▶ Extracted text:

Friend of My YouthMore than any single story I can think of, this is the story that’s had the most radical impact on my writing. Reading it for the first time was one of those mind-shattering “You can do that in fiction?!” moments.

It’s a very un-Alice-Munro-like Alice Munro story. Told in the first person, in numbered sections, it recounts the narrator’s attempt to reconstruct the life of an obscure Victorian poet, Almeda Roth, through newspaper clippings, book excerpts, and historical records. The story itself is well told, as you’d expect anything by Munro to be, with layer upon layer of detail. Each section brings you closer and closer to Almeda herself, spiraling inward on her and the abortive romance that may or may not have shaped her life.

And it’s that “may or may not” that elevates the story from good to brilliant. There are actually two versions of “Meneseteung” out there. The story was originally published in the New Yorker in 1988 and republished in the Best American Short Stories and then the Best American Short Stories of the Century. If you’ve seen this story, that’s the version you probably know. But in Munro’s own collection, Friend of My Youth, the story was published in a slightly different form: there’s one extra paragraph added to the end of the piece.

And that extra paragraph completely changes the story.

Why did Munro publish two versions? I don’t know and haven’t been able to find out. It’s possible that she wanted to publish the full version but her editor at the New Yorker asked her to take it out, and she was able to restore her preferred version, with the last paragraph, in her own book. But it’s also possible that she published the shorter version and, later on, re-envisioned the story and went back to revise.

To tell you just how this change alters the story would ruin the joy of experiencing it yourself. When my amazing teacher Ellie Schaffzin gave me this story back in 2003, she handed out a copy with two last pages, one without the last paragraph, followed by one with. So I read the first version of the story, thought it was over, and then turned the page and discovered the altered ending—and my writing has never been the same since. I recommend doing the same: read the New Yorker/Best American version first, then seek out Friend of My Youth and read the story again, with the added paragraph. I promise it’ll change your thinking about narration—and fiction—from now on.

▶ Work instruction A:
Translate this sentence from the essay on the Munro story into Spanish: "There are actually two versions of “Meneseteung” out there."
▶ Work instruction B:
Using the essay on the Munro story, answer these:
(i) Which Victorian poet's life does the narrator try to reconstruct?
(ii) In what year did the New Yorker first publish the story?
(iii) When did Ellie Schaffzin hand out the story?

▶ Data extract:
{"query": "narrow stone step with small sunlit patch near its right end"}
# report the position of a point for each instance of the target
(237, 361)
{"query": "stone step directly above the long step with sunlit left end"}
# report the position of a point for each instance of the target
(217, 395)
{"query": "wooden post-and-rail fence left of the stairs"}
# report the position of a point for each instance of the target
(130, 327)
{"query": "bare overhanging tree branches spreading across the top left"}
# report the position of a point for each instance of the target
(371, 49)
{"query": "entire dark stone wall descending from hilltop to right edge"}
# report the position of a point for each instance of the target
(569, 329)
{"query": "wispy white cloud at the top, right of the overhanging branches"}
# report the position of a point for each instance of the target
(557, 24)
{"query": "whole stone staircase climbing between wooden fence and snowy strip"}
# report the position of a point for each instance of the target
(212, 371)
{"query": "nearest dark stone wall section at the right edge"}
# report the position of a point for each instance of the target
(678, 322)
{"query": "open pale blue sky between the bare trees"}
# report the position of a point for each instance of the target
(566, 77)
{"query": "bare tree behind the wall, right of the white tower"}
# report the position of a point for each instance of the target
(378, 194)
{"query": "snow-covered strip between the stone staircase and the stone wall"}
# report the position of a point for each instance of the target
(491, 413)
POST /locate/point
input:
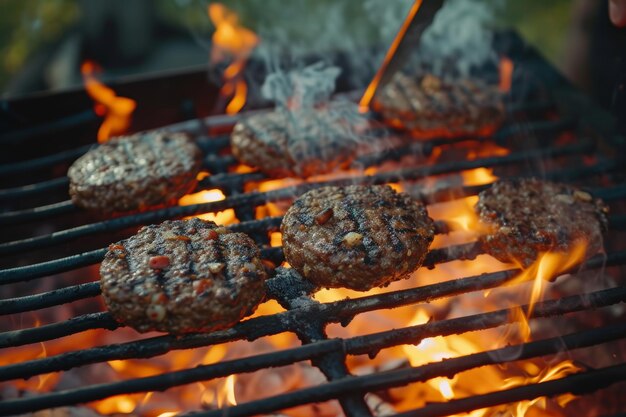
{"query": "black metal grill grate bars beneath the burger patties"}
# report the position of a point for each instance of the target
(304, 316)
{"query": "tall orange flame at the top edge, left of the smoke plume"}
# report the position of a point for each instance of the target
(231, 40)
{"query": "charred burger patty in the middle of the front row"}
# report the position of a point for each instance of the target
(357, 237)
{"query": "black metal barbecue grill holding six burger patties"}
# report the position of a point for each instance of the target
(550, 128)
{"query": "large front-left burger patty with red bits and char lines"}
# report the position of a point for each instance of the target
(182, 276)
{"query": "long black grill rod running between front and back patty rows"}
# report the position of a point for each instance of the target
(257, 198)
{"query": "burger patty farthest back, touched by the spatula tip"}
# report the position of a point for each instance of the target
(431, 107)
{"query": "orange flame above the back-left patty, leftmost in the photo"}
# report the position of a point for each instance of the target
(117, 111)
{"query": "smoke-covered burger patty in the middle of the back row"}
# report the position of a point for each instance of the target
(303, 144)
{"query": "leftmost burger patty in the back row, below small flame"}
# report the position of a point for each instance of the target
(135, 172)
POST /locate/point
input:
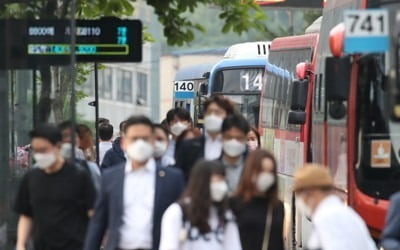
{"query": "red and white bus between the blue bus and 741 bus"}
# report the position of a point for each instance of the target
(288, 141)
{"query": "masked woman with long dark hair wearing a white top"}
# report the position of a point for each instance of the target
(200, 219)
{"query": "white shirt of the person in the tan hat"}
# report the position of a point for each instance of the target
(337, 226)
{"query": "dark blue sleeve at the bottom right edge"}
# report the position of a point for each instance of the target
(391, 232)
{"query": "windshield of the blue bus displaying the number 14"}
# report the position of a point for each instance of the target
(238, 81)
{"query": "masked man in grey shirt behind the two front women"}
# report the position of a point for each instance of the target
(234, 148)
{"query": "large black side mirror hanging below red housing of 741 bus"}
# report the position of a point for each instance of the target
(337, 78)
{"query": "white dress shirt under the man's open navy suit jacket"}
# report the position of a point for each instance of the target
(138, 202)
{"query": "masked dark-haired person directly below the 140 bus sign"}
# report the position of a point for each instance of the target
(178, 120)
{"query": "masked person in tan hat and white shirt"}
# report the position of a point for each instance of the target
(335, 225)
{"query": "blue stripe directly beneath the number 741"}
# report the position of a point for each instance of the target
(366, 44)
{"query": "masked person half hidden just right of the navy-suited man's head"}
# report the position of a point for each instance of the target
(161, 146)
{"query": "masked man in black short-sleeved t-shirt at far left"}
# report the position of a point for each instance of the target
(55, 199)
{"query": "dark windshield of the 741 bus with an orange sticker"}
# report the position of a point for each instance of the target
(378, 168)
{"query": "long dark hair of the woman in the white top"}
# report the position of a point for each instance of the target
(196, 200)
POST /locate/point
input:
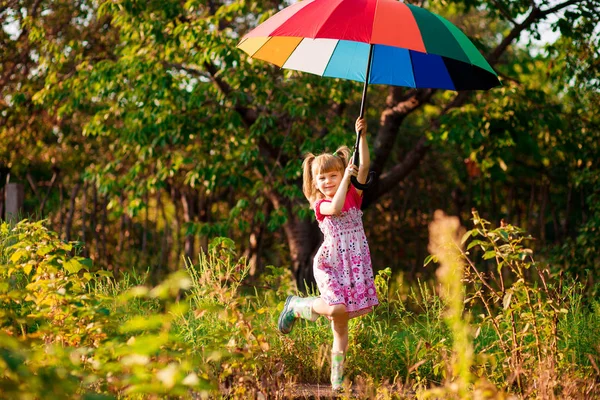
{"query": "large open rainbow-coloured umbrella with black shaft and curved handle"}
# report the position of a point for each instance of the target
(371, 41)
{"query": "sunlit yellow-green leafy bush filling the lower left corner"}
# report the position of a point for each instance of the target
(62, 336)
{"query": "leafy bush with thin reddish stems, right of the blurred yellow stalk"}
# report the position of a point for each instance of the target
(524, 305)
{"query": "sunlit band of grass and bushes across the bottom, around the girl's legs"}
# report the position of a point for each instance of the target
(496, 323)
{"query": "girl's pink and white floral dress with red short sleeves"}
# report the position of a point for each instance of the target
(342, 265)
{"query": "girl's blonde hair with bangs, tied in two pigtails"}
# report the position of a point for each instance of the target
(315, 165)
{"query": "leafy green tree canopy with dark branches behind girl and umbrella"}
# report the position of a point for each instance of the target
(174, 118)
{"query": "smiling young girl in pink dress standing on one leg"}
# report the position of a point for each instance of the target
(342, 266)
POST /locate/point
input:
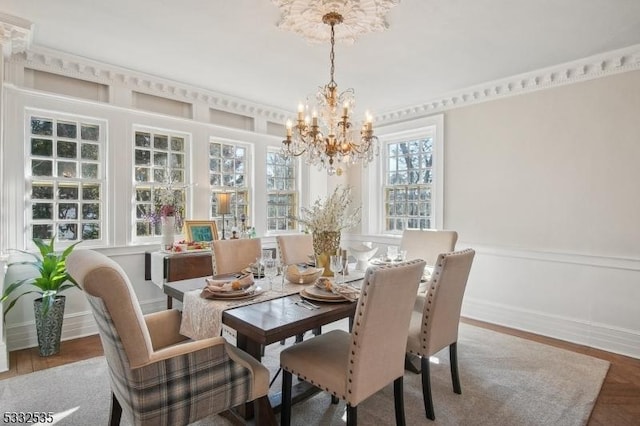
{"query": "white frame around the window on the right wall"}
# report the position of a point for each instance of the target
(374, 176)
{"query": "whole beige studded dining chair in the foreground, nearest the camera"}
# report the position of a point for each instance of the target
(353, 366)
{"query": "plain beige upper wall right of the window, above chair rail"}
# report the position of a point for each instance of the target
(553, 170)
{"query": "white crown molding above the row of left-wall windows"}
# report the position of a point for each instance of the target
(47, 60)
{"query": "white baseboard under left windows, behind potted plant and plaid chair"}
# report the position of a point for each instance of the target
(76, 325)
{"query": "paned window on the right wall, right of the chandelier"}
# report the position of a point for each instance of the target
(408, 185)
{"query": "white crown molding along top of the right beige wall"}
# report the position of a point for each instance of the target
(609, 63)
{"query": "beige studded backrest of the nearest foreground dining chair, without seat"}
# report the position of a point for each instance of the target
(381, 327)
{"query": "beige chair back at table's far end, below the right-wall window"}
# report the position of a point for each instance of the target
(427, 244)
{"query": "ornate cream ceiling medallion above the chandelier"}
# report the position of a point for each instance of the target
(304, 17)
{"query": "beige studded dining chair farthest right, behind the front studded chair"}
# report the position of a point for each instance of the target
(436, 316)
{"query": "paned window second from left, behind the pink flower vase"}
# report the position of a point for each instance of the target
(159, 178)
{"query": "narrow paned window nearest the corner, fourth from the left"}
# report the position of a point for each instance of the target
(282, 196)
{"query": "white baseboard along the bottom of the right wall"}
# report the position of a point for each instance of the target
(599, 336)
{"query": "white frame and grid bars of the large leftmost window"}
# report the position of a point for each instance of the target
(56, 180)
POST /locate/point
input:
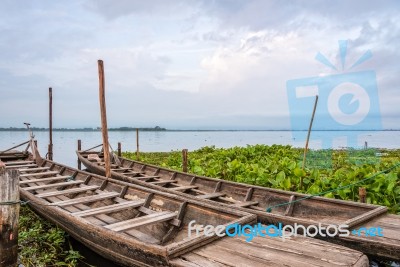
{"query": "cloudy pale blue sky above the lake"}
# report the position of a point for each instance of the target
(204, 64)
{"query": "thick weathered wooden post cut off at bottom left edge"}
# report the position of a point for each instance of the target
(9, 192)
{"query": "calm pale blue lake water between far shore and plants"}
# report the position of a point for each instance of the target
(65, 143)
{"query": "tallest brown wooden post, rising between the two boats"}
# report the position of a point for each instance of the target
(103, 112)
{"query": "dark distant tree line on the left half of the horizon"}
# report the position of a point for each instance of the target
(85, 129)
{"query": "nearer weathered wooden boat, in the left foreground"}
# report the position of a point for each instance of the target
(139, 226)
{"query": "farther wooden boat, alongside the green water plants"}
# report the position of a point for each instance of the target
(256, 200)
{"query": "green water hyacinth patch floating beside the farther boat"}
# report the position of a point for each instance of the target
(280, 167)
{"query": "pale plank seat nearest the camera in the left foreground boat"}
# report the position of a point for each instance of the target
(140, 221)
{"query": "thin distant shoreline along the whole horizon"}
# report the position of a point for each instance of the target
(159, 129)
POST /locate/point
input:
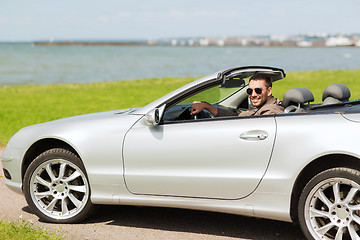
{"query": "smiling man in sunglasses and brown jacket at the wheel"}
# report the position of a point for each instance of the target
(260, 95)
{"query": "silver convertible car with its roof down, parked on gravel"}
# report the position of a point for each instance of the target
(300, 166)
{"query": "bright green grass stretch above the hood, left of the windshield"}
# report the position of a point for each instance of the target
(21, 106)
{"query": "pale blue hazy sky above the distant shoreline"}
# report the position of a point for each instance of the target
(38, 20)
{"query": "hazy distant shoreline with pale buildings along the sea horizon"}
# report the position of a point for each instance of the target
(297, 40)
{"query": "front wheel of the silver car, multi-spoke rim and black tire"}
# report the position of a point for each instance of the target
(56, 187)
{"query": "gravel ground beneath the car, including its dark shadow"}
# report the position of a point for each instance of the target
(127, 222)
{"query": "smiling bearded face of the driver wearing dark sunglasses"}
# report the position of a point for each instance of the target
(259, 99)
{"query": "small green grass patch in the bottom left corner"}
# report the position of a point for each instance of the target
(25, 231)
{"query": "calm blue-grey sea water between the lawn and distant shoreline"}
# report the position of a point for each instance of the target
(26, 63)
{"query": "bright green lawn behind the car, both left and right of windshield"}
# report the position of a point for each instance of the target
(21, 106)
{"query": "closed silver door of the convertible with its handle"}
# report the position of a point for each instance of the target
(219, 158)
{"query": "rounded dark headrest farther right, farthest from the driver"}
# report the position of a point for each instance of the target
(336, 93)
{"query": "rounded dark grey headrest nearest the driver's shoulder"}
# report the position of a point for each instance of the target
(298, 95)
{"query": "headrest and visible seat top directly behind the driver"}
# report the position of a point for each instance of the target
(294, 100)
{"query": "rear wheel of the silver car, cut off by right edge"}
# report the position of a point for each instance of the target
(329, 205)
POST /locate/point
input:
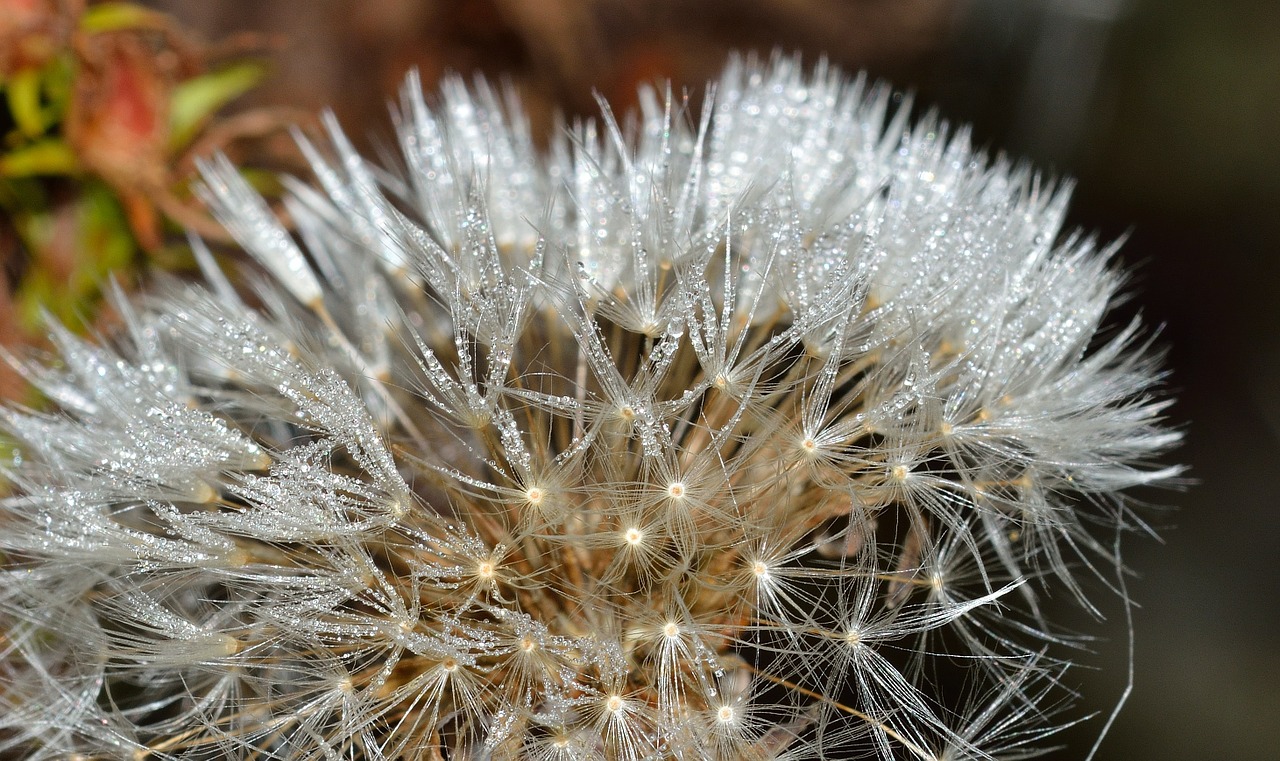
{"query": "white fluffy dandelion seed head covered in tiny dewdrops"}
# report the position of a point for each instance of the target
(719, 434)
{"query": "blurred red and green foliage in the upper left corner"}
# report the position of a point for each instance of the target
(104, 109)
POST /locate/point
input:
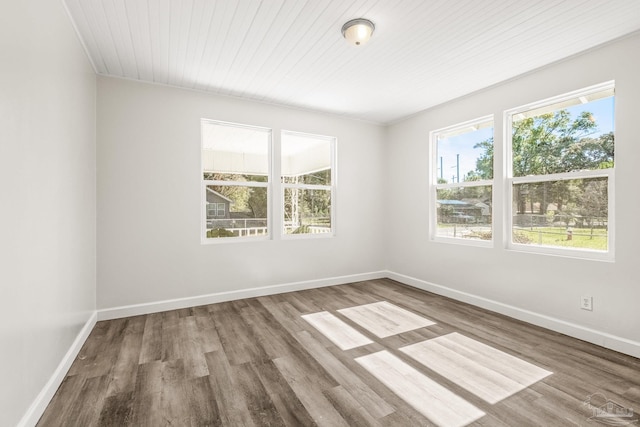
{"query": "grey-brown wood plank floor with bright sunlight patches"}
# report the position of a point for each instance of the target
(266, 362)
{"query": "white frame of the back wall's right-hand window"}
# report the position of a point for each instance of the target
(332, 188)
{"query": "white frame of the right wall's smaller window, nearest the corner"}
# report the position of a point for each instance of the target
(434, 186)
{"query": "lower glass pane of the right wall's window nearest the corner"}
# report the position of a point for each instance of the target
(464, 212)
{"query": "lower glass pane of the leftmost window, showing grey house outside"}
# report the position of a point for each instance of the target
(236, 211)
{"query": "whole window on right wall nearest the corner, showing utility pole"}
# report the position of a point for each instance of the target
(462, 182)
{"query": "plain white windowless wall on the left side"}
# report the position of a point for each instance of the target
(47, 204)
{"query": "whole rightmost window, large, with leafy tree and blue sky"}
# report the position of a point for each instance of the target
(560, 174)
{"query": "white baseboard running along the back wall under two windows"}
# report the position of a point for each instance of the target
(155, 307)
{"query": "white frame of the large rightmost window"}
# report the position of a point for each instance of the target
(599, 173)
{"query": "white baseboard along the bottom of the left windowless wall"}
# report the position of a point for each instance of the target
(37, 408)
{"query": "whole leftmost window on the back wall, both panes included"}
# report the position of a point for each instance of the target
(235, 180)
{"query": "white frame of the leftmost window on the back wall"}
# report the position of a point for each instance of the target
(268, 185)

▶ Written reply A:
En realidad existen dos versiones de «Meneseteung».

▶ Written reply B:
(i) Almeda Roth
(ii) 1988
(iii) 2003